MATERIALS PROVIDED:
+ + +

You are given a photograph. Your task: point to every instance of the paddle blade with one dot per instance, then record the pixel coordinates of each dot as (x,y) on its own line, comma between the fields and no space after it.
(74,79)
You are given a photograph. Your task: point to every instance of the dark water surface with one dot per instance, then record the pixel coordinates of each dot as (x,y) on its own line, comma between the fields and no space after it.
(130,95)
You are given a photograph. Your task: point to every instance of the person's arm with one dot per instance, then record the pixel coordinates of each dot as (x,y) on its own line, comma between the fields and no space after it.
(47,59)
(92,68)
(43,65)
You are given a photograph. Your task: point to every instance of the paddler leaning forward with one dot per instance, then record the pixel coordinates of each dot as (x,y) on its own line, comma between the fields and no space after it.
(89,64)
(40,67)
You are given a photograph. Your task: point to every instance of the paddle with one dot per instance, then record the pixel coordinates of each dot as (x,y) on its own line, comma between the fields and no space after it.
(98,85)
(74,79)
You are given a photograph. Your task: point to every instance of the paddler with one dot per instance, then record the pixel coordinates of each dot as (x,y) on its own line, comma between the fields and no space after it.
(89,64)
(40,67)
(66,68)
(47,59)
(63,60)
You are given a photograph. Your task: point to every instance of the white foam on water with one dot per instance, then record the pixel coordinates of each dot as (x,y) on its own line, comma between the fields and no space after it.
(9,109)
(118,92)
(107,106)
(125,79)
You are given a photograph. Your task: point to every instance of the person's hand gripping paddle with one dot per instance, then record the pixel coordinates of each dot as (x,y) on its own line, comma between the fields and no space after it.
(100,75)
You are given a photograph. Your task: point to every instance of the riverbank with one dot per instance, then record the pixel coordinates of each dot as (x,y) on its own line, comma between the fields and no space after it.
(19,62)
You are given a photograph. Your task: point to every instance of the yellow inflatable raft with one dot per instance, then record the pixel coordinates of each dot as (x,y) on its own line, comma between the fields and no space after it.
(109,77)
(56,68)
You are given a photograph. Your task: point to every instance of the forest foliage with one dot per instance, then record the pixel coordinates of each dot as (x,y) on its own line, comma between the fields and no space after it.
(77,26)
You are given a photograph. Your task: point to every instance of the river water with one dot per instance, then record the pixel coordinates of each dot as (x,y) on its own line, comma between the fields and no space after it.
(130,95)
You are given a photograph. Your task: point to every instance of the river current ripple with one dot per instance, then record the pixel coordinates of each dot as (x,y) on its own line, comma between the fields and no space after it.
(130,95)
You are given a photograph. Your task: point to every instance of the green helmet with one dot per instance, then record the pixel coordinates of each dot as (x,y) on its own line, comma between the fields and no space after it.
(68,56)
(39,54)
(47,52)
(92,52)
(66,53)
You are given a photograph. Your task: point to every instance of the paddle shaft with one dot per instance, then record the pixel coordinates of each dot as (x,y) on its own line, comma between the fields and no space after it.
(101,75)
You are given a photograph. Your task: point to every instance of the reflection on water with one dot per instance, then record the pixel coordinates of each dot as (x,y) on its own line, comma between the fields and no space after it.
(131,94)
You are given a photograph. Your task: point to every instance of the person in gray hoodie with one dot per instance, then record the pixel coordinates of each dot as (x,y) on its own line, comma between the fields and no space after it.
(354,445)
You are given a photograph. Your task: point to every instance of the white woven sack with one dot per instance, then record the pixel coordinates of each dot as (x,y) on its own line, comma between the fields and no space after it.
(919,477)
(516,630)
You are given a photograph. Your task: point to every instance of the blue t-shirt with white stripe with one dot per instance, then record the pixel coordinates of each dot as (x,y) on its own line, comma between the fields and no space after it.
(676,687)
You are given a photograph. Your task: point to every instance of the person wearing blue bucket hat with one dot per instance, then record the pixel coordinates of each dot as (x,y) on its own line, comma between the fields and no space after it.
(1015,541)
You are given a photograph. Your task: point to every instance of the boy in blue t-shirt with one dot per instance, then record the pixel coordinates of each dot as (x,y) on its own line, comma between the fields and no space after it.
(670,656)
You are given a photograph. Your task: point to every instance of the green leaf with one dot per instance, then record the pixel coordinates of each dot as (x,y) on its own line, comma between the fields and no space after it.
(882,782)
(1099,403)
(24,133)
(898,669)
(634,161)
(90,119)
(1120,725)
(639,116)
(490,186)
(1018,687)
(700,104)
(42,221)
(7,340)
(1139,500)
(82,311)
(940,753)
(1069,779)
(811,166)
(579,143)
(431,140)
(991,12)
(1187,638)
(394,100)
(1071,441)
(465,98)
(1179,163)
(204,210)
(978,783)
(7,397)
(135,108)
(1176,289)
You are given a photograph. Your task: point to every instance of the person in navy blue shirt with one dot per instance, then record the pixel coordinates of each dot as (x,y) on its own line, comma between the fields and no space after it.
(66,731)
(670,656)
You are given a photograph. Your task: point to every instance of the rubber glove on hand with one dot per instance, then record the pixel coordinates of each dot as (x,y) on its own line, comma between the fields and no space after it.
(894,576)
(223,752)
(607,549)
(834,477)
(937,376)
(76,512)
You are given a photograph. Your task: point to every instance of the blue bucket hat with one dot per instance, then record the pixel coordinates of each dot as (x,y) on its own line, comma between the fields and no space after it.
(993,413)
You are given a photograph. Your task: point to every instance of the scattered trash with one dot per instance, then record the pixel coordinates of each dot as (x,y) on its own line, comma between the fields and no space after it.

+ + +

GOAL OF THE EXERCISE: Copy each of the entries above word for word, line for line.

WRITTEN RESPONSE:
You are given a photograph. Your task: point to every instance of the paddle blade with one dot per instance, then record the pixel coordinates of each dot as (x,y) on its own line, comma between the fields and no space after it.
(74,79)
You are given a photograph. Your task: point to every instance of the dark water surface with one dot per instance, then record the pixel coordinates of each dot as (x,y) on its own line, comma between the fields and no space after it.
(130,95)
You are given a photograph. Your task: point to every instance of the person's arm with one dot per instance, then record the pixel coordinates of each dot as (x,y) on its own line, comma between the fields and no space after it.
(47,59)
(92,68)
(43,65)
You are given a photograph. Your task: point to every instance of the paddler leaning forward with one dot per instance, then record the pixel coordinates of each dot as (x,y) on its own line, comma between the fields and no space after it.
(89,64)
(40,67)
You are given a photograph. Your task: point to every instance of the paddle with one dot per instance, then record the pixel coordinates of each dot as (x,y) on its own line, comma between the fields and no space after it.
(98,85)
(74,79)
You are given a photograph. Your task: point to every instance of the paddler with one dot per instance, then record the pixel coordinates of each dot as (x,y) on its own line, comma between the fields and no space after it.
(89,64)
(40,67)
(66,68)
(47,59)
(63,60)
You are given a photograph. Your task: point to every instance of the white foam on water with one dot per instance, then record the pixel coordinates of each dot as (x,y) on its own line, comma between the fields and no space after it.
(9,109)
(118,92)
(107,106)
(125,79)
You are given a photograph. Your task: point to every instance of the person's hand gripping paddle with one dot per instance, then record the pixel coordinates of each dot as (x,y) on its own line, comma between the fields and no space after it.
(100,75)
You are given a photograph. Your task: point to every instance of the riverbank with one dot per instance, then record the pixel coordinates of each dot as (x,y) on its own line, comma between the fields and no space after it.
(19,62)
You are given a photograph. Your task: point to every instance of the yellow inflatable raft with one dot per instance, then record the pixel coordinates of each dot as (x,y) on its own line, comma between the fields and no space after it.
(109,77)
(56,68)
You are given a photograph. Your task: point to every instance of the forest foliage with one dot per instance, then record the pixel coordinates of each dot as (x,y) on its own line, comma between the fields and no space after it.
(77,26)
You are given a photograph. Your task: point to every instance of the river water with one dot per instance, then record the pixel coordinates of each dot as (x,y) on its own line, comma between the fields and no space after it.
(130,95)
You are given a photograph. Your task: point to every instance of the river current ripple with one dot per instance, then record the pixel coordinates of each dot as (x,y) on its own line, comma between the fields and no space after it.
(130,95)
You are given a photograph. Your task: point to every instance of the green helmet with one dot per instance, then record the pixel coordinates of each dot as (x,y) on its own line, comma between the fields and no space after it.
(68,56)
(39,54)
(47,52)
(92,52)
(66,53)
You are given a photograph. Your task: point to every instance of the paddle shaft with one dot per instance, then record the pixel coordinates of each dot as (x,y) on its own line, comma between the fields and no space after it.
(101,75)
You are given a photograph. Your task: point to every instance of the reflection on water with one dot per instance, then record the pixel coordinates of each dot as (x,y) on its own line, comma between the fields and no space after it.
(131,94)
You are given a photograph. Your task: point to every instance of the person in gray hoodie with one dot per instance, then record the pixel coordinates of each dot as (x,y) on its own line, comma between the fields and no space after it.
(354,445)
You are given a photograph. Your task: point to every instance of the white woven sack with one dot per instance, then record the pixel coordinates of each dot as (x,y) on its own line, comma between the fields and no space after it.
(919,477)
(516,630)
You are given a photograph. Your task: point to every instance of the blue t-shirt with white stripe with one dot per instance, then record the pixel coordinates of each dot as (x,y) on its own line, comma between the fields and no space after it.
(676,687)
You are given a photograph. Your task: point to every instance of the person wearing blue bucket hat with one dot per instance, then record the pixel coordinates of each dot as (x,y) on its own line, comma between the fields and no space after it.
(1015,541)
You are given a photograph. Your task: point to every instance of the boy in blue t-shirt with one dot per instance, then record the pixel coordinates of each dot as (x,y) on its own line, comma between the fields and no space after it.
(670,656)
You are given a photograph. Your task: point to every instance of the green leaf with one dot per instance, then record the pixel coordinates of each dot as (x,y) on its own line, comma between the fields and no space after it.
(882,782)
(1099,403)
(24,133)
(898,669)
(634,161)
(90,119)
(1120,725)
(639,116)
(490,186)
(1018,687)
(700,104)
(42,221)
(7,340)
(1139,500)
(82,311)
(940,753)
(1069,779)
(811,166)
(579,143)
(431,140)
(991,12)
(1187,638)
(394,100)
(1071,441)
(465,98)
(1179,163)
(204,210)
(978,783)
(7,397)
(135,108)
(1176,289)
You are given a photograph. Your task: point to every instance of the person in navy blue shirt with one dot per instance, then record the pixel coordinates of each dot as (x,y) on its own line, comma between the fields and no space after it.
(66,731)
(670,656)
You are given a photograph. Your task: point to every instance of the rubber glove on hand with one dot per instance, then record the pixel coordinates of each dot as (x,y) on its own line, comma between the fields and no space after it.
(894,576)
(223,752)
(607,549)
(834,477)
(937,376)
(76,512)
You are given a photograph. Your task: point to every instance of the blue bucket hat with one dot per instance, then record the pixel coordinates of each dot as (x,y) on its own line, comma between the fields and no space after it.
(993,413)
You are given a photograph. Your task: point to every instance of the scattered trash with one dot per instance, then record the pixel coordinates of each dot as (x,y) on its own line, comma between the fields and no space after it.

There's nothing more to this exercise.